Le français, une identité en (r)évolution
Le français forge une identité. Forte. Complexe. Moderne. En mutation. Cette évidence s’est imposée sans peine au fil des reportages que nous vous proposons cette semaine, effectués au Québec, en Belgique, en Nouvelle-Calédonie et en Roumanie, sur les pistes d’une langue en (r) évolution. Le nier, au nom de l’uniformisation économique et bureaucratique trop souvent brandie à Bruxelles, à Zurich ou à Ottawa, ne fait qu’engendrer malaise, frustrations voire rébellion chez les francophones, sommés à tort d’abdiquer leur différence.
La place de la France dans le monde, son attractivité et son image jouent évidemment un grand rôle en arrièreplan. Une France enviée, entrée de plain-pied dans la modernité et respectueuse des identités, est le meilleur allié d’un français dynamique, capable de cohabiter sans crainte avec l’anglais ou d’autres langues. Le Temps est ainsi allé à la rencontre des Kanaks francophones qui, en Nouvelle-Calédonie, espèrent remporter le 4 novembre le référendum sur l’indépendance du territoire, tout en affirmant leur fidélité à la langue de Molière.
En matière de francophonie, l’attitude de Paris n’en demeure pas moins ambiguë. Certes, Emmanuel Macron a promis d’installer d’ici à 2022 à Villers-Cotterêt, en Picardie – là ou François Ier publia en 1539 l’ordonnance imposant le français pour les actes de droit –, un «haut lieu de la francophonie», à la fois centre de conférences et maison d’accueil pour écrivains. Mais simultanément, la chaîne de télévision francophone TV5 Monde (dont la RTS est actionnaire), diffusée dans plus de 200 pays, subira des coupes budgétaires à partir de 2019. Or TV5 Monde incarne la diversité, carte ignorée par France 24, la chaîne internationale d’information continue. La Suisse, la Belgique ou le Canada, partenaires de TV5, feraient donc bien de s’en préoccuper lors du prochain Sommet de la francophonie d’Erevan (Arménie) à la mi-octobre.

▬▬▬▬▬▬▬▬▬▬

Prolongez le texte ci-dessus sur le français et la francophonie en reprenant immédiatement après sa dernière phrase.

▬▬▬▬▬▬▬▬▬▬

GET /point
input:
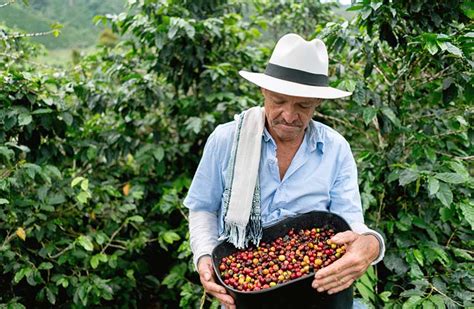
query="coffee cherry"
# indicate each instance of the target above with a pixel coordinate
(295, 255)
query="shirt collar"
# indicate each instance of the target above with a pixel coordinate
(316, 137)
(313, 135)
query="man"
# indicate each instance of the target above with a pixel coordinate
(302, 165)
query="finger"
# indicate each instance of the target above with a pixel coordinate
(333, 282)
(213, 287)
(206, 275)
(335, 268)
(344, 237)
(225, 299)
(341, 287)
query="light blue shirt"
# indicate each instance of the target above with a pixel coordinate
(321, 176)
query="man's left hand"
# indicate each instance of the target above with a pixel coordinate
(361, 250)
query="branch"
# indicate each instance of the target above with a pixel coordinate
(113, 236)
(375, 121)
(69, 247)
(434, 288)
(7, 3)
(7, 239)
(345, 123)
(25, 35)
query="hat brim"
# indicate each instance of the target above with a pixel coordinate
(291, 88)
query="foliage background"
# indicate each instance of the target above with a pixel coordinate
(96, 159)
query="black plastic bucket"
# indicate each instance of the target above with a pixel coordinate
(297, 293)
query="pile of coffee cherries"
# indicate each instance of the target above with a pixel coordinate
(284, 259)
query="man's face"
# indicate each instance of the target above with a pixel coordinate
(288, 116)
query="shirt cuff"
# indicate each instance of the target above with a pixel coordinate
(361, 228)
(203, 233)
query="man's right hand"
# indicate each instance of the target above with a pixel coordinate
(206, 274)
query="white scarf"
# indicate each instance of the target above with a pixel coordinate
(242, 221)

▬▬▬▬▬▬▬▬▬▬

**Réponse proposée:**
Les (r) évolutions du français sont aussi au coeur de la mission remplie par l’Organisation internationale de la francophonie (OIF), qui élira à Erevan son prochain secrétaire général. La sortante, la Québécoise d’origine haïtienne Michaëlle Jean, a misé au long de son mandat sur la jeunesse et le numérique. Bien vu. Mais l’Afrique gronde. Et la France, premier contributeur financier de l’OIF, joue là aussi l’ambiguïté.
Logiquement favorable au retour du continent noir au premier plan, Paris soutient la candidature de la ministre des Affaires étrangères du Rwanda, Louise Mushikiwabo, issue d’un pouvoir résolument anglophone et autoritaire. Lequel muselle la presse et menace ses journalistes. Un jeu dangereux: le pire scénario pour le français et la francophonie serait en effet que son indispensable (r) évolution se fasse au détriment de la liberté d’expression.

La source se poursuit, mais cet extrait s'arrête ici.